[Segmentation labeling records]
• • • • • • •

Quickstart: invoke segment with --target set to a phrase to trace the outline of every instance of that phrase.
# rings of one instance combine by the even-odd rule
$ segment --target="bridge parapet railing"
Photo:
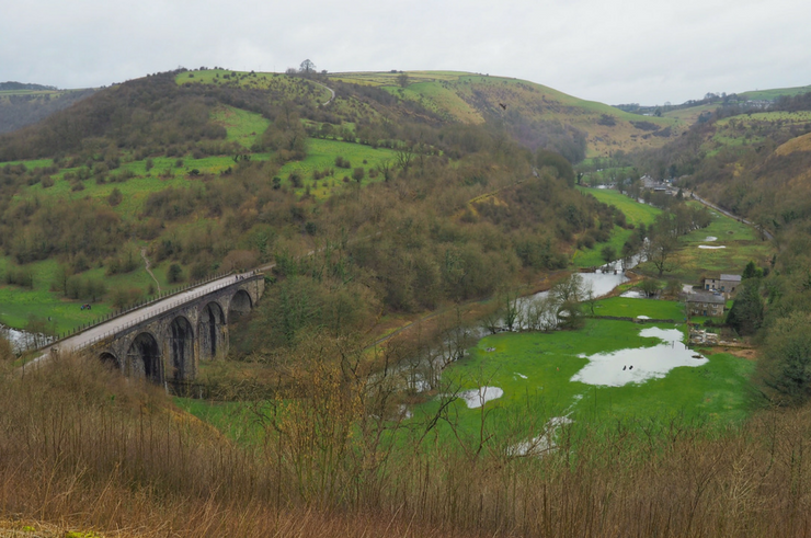
[[[49,343],[41,346],[39,350],[42,350],[44,347],[50,347],[50,346],[54,346],[54,345],[58,345],[60,342],[62,342],[64,340],[66,340],[68,337],[72,337],[72,336],[76,336],[77,334],[81,334],[82,332],[87,332],[87,331],[93,329],[94,327],[98,327],[98,325],[100,325],[102,323],[106,323],[110,320],[114,320],[114,319],[121,318],[123,316],[126,316],[126,314],[128,314],[128,313],[130,313],[130,312],[133,312],[135,310],[138,310],[140,308],[144,308],[146,306],[153,305],[153,304],[160,302],[160,301],[164,301],[168,298],[171,298],[171,297],[176,296],[179,294],[183,294],[185,291],[189,291],[190,289],[193,289],[193,288],[196,288],[196,287],[201,287],[201,286],[205,286],[205,285],[210,284],[210,283],[213,283],[215,281],[219,281],[219,279],[226,278],[229,275],[233,275],[233,274],[235,274],[233,271],[229,271],[227,273],[219,273],[219,274],[214,275],[214,276],[212,276],[209,278],[206,278],[206,279],[203,279],[203,281],[196,281],[196,282],[191,283],[191,284],[189,284],[186,286],[181,286],[181,287],[174,288],[174,289],[172,289],[170,291],[167,291],[164,294],[158,294],[158,296],[152,297],[151,299],[148,299],[148,300],[145,300],[145,301],[141,301],[141,302],[136,302],[135,305],[132,305],[132,306],[129,306],[127,308],[123,308],[123,309],[121,309],[121,310],[118,310],[116,312],[111,312],[110,314],[102,316],[101,318],[98,318],[98,319],[93,320],[90,323],[82,324],[82,325],[80,325],[80,327],[78,327],[78,328],[76,328],[76,329],[73,329],[71,331],[66,331],[65,333],[60,333],[58,335],[57,340],[55,340],[53,342],[49,342]],[[262,273],[259,273],[256,271],[251,271],[251,272],[245,273],[245,275],[248,275],[249,277],[253,277],[253,276],[261,275],[261,274]],[[187,302],[191,299],[199,298],[199,297],[202,297],[204,295],[208,295],[208,294],[210,294],[213,291],[216,291],[218,289],[222,289],[225,287],[231,286],[232,284],[235,284],[235,283],[233,282],[224,282],[222,283],[222,286],[219,286],[216,289],[201,290],[201,291],[197,291],[194,295],[192,295],[191,297],[187,297],[187,298],[185,298],[183,300],[178,300],[178,301],[170,302],[170,304],[161,307],[160,310],[158,310],[157,312],[151,312],[148,316],[145,314],[145,316],[140,316],[140,317],[136,318],[135,320],[130,320],[124,327],[118,327],[114,331],[108,331],[108,332],[104,333],[104,335],[102,335],[102,336],[96,336],[93,340],[91,340],[90,342],[85,342],[85,343],[81,344],[80,346],[77,346],[76,350],[78,351],[78,350],[83,350],[85,347],[92,346],[92,345],[99,343],[100,341],[102,341],[102,340],[104,340],[106,337],[110,337],[110,336],[112,336],[114,334],[117,334],[117,333],[119,333],[122,331],[125,331],[125,330],[132,328],[133,325],[136,325],[138,323],[141,323],[141,322],[146,321],[147,319],[153,318],[155,316],[159,316],[159,314],[161,314],[161,313],[163,313],[163,312],[165,312],[168,310],[171,310],[172,308],[176,308],[178,306],[183,305],[183,304]]]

• • • • • • •

*What is being asked*.
Find each line of the records above that contains the string "target", treating case as significant, and copy those lines.

*Exercise result*.
Quickstart: invoke segment with --target set to a phrase to trace the outline of every instance of that phrase.
$ segment --target="bridge parapet railing"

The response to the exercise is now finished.